- EXTRAIT
————

De Paname à Syd, à vélo, en lit à roulettes, à fond la caisse ou à pas lents, in French and English, sailing and steaming, even roller-bedding, stroll, rush and dérive pour un bout de chemin. Explosif!

29 May 2008

Salo ou les 120 journées de Sodome


Salo ou les 120 journées de Sodome, de Pier Paolo Pasolini, 1975.

Qui veut fabriquer des images ne peut ignorer ce film, adaptation visuelle de textes de Donatien de Sade, Pierre Klossowsky, Maurice Blanchot, Simone de Beauvoir, Roland Barthes et Philippe Sollers. Sa richesse visuelle n’a d’égale que la puissance de son propos.

Dans un château doublement insulaire, des notables de la république éphémère de Salo éduquent un groupe de jeunes gens dans un esprit totalitaire, en appliquant strictement des lois dont le seul objectif est leur bon plaisir.

« En vérité, la seule véritable anarchie, c’est le pouvoir. »

Toute l’action du film se déroule en huis clos, un huis clos démultiplié : la ville de Salo est entourée d’un rempart d’eau, représentant l’isolement politique de la république dans son contexte historique ; et dans la ville, le château de Salo est entouré d’une enceinte circulaire, concrétisant l’isolement des jeunes hors du monde extérieur. L’action du film s’organise en trois cercles thématiques, directement inspirés de la Divine Comédie, de Dante. À la logique implacablement réglée des structures spatiale et temporelle du film répond celle, non moins totale, de l’organisation sociale du groupe. L’espace paradisiaque donne lieu à une démarche infernale.

Strictement hiérarchique, cette organisation repose sur une structure unique, aussi symétrique et hermétique que l’architecture néo-classique des lieux. Le genre et l’âge sont les facteurs discriminants déterminant le rôle et la position de chacunE au sein du groupe. Les maîtres du château, « les notables », s’appellent « Duc », « Excellence », « Monseigneur », et « Président » ; l’ordre de Salo est une alliance de régimes moraux, militaires, sociaux et politiques, la noblesse, la bourgeoisie, l’église et la république. Il sont flanqués de quatre narratrices, chargées de stimuler leurs désirs par leurs récits, puis de veiller à leur satisfaction. Les objets et instruments de leur réalisation de ces désirs sont huit jeunes garçons et huit jeunes filles, les « victimes », choisiEs préalablement parmi les jeunes de la ville. Huit militaires assurent l’ordre pénal, et huit domestiques, presque invisibles, une intendance discrète.

————

[Une série d'entrées]

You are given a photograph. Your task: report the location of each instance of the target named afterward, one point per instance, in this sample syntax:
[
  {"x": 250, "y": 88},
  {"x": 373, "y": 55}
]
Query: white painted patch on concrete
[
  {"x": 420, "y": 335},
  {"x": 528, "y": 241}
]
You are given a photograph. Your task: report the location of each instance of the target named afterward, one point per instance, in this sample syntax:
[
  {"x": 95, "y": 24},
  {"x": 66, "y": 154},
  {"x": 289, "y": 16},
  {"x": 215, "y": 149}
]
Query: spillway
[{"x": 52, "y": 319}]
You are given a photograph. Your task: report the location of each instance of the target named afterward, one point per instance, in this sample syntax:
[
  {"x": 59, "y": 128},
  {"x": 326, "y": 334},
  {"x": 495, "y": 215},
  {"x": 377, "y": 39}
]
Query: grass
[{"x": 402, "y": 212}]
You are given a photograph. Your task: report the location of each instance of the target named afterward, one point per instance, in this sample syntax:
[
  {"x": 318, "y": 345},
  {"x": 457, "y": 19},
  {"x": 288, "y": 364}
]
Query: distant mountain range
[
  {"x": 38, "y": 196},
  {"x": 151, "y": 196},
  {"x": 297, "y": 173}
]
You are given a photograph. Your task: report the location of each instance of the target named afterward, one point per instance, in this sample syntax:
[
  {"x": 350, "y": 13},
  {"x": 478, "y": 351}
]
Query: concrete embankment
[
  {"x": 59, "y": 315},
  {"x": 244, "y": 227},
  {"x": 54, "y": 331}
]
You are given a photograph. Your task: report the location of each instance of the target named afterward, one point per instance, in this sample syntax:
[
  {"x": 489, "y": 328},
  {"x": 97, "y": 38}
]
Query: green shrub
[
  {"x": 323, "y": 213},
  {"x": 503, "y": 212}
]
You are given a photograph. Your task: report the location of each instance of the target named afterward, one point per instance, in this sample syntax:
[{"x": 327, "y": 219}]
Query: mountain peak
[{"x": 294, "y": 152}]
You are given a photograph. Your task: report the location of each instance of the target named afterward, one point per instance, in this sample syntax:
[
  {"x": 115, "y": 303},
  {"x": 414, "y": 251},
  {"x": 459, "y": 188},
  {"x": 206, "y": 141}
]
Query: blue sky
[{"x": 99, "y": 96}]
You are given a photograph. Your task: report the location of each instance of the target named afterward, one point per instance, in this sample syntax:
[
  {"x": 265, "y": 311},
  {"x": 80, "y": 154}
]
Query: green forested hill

————

- CONSIGNES DE L'EXERCICE
A. Répondez aux questions suivantes d'après l'extrait sur Salo.
(i) En quelle année est sorti le film de Pier Paolo Pasolini ?
(ii) De quelle œuvre les trois cercles thématiques du film sont-ils directement inspirés ?
(iii) Combien de narratrices flanquent les maîtres du château ?
B. Montrez chaque ligne des entrées qui contient la chaîne « mountain ».

- RÉPONSES PAR CONSIGNE
A.
(i) En 1975.
(ii) De la Divine Comédie, de Dante.
(iii) Quatre.

B.
Query: distant mountain range
Query: mountain peak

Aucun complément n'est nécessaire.